# [Document excerpt]
We note on page F-89 that you present minority interest as a component of shareholders’ equity. Minority interest should be presented separate from equity for U.S. GAAP purposes. Please revise your consolidated balance sheets prepared in accordance with U.S. GAAP accordingly.


Response:

        Please note that in our 2006 Form 20-F we mistakenly added together minority interest and shareholders’ equity in the line item “total shareholders’ equity” of the consolidated balance sheet for U.S. GAAP purposes on page F-89. We regard this as a minor error which should not have confused investors because in the reconciliation of the shareholders’equity determined under IFRS to U.S. GAAP disclosed on page F-88 of our 2006 Form 20-F we clearly identified the net equity pertaining to Eni’s shareholders under both IFRS and U.S. GAAP. We will change the lay-out of our minority interest and shareholders’ equity in our 2007 Form 20-F. Please note that in our latest form 6-K furnished to the SEC on October 3, 2007 (interim consolidated report for 2007) we more clearly excluded on our balance sheet presented for US GAAP purposes minority interests from total shareholders’ equity.

# [Record extracts]
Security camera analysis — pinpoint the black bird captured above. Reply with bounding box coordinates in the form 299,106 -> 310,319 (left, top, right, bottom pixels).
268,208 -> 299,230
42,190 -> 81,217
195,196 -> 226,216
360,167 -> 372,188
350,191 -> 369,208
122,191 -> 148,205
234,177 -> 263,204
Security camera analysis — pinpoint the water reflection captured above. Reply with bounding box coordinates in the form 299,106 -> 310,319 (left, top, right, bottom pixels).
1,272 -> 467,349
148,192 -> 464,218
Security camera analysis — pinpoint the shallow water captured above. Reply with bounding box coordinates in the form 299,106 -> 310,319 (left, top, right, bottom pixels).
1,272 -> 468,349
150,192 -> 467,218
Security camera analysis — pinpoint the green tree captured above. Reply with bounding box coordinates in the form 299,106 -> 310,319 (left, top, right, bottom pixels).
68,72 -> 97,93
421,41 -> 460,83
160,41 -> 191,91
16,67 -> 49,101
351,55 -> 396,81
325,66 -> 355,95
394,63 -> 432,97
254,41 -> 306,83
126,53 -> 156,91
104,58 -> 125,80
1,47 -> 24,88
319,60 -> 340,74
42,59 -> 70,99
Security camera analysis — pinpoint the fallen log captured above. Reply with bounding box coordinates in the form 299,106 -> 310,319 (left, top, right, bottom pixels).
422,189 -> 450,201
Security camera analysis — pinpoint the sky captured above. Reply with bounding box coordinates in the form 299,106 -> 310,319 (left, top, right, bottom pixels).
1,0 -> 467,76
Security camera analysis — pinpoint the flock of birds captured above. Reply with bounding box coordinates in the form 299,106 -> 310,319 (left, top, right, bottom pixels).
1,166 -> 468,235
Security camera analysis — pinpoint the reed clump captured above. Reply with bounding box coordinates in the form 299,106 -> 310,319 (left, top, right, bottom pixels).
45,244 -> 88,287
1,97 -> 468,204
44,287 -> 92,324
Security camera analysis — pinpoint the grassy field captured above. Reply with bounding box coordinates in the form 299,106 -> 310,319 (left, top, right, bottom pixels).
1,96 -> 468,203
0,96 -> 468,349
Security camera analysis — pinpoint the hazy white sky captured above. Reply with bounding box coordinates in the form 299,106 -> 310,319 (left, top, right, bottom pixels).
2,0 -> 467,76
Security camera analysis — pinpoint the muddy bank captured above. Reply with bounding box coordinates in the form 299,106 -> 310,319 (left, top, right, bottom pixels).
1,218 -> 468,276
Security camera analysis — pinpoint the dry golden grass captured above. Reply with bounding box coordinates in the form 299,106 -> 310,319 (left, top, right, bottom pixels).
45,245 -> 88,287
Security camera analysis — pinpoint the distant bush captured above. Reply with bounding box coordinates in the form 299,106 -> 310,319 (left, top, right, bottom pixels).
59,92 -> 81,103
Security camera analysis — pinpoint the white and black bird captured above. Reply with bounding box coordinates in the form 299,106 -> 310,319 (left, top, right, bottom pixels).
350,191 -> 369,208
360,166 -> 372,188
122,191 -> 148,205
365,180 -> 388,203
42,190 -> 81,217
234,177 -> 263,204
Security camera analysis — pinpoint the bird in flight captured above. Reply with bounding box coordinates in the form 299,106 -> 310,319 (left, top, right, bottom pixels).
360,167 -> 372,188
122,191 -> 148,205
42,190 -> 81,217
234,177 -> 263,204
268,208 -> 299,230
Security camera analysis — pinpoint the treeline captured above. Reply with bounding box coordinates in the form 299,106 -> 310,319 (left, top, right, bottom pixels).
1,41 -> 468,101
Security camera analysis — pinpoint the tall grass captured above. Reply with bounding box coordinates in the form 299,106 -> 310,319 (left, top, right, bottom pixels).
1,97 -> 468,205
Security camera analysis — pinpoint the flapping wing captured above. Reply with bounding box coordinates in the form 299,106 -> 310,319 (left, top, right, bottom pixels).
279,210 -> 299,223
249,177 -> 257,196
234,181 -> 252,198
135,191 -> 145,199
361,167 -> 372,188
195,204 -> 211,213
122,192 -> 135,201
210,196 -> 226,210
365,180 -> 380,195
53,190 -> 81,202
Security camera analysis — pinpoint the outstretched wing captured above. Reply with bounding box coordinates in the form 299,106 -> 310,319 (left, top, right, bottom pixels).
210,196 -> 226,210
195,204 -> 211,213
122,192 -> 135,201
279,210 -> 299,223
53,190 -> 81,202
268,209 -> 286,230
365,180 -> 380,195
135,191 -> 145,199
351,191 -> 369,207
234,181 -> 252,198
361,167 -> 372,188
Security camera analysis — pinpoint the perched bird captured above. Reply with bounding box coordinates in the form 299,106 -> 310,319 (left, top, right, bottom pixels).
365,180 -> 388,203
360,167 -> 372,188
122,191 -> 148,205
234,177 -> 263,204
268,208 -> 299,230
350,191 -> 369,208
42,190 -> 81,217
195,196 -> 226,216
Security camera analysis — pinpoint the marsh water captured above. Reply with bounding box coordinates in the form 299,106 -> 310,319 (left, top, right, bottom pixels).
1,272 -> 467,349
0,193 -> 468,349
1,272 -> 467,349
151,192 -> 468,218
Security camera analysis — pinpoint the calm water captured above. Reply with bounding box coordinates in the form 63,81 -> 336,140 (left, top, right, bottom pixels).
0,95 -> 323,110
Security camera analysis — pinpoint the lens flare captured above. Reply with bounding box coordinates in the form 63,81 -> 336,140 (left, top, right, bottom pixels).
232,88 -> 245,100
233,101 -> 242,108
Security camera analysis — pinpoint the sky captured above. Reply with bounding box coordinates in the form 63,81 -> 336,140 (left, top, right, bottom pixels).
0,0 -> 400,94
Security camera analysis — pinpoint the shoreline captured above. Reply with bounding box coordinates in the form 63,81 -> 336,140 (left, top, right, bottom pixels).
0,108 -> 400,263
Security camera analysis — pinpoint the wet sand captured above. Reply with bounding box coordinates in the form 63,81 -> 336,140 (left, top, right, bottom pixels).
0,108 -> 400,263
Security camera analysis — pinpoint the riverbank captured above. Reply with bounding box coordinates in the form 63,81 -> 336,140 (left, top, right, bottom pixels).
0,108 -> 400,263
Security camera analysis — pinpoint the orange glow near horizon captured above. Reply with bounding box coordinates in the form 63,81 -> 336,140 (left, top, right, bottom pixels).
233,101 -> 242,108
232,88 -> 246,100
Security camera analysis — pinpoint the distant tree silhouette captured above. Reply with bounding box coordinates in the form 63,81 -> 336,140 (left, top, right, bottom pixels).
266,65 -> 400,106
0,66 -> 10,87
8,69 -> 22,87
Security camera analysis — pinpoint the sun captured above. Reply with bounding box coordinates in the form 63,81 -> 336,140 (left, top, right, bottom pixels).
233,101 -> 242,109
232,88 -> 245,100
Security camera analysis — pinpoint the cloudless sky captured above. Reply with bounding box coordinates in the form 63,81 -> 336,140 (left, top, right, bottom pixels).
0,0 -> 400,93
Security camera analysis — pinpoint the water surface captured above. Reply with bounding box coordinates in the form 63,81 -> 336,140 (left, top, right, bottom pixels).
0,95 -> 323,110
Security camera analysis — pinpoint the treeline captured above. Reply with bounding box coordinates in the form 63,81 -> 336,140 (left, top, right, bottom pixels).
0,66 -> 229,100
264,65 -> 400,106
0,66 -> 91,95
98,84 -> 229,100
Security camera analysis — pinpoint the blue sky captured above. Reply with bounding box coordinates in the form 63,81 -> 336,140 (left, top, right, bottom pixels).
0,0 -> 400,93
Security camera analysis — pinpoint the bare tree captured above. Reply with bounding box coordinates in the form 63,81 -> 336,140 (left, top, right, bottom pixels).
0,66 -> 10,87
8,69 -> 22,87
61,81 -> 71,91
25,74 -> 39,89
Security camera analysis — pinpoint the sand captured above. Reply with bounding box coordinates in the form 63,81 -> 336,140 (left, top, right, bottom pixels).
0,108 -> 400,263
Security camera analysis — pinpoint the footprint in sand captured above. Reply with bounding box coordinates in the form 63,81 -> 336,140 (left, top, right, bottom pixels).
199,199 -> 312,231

# [What you will do]
Extend Eni's response on the presentation of minority interest, starting after its last sentence. The data comes from a different source than the text.

# [Result below]
        In response to the Staff’s comment, in the 2007 Form 20-F we plan to modify our consolidated balance sheet in accordance with U.S. GAAP by eliminating the caption “total shareholders’ equity” as follows:

     
  December
31, 2006 
December
31, 2007 
     
Minority interests 1,321  
Eni shareholders' equity:    
Share capital: 4,005,358,876 fully paid shares nominal value euro 1 each
(the same amount as of December 31, 2005)
4,005   
     
Other reserves 29,020   
     
Net profit 10,005   
     
Treasury shares (5,374)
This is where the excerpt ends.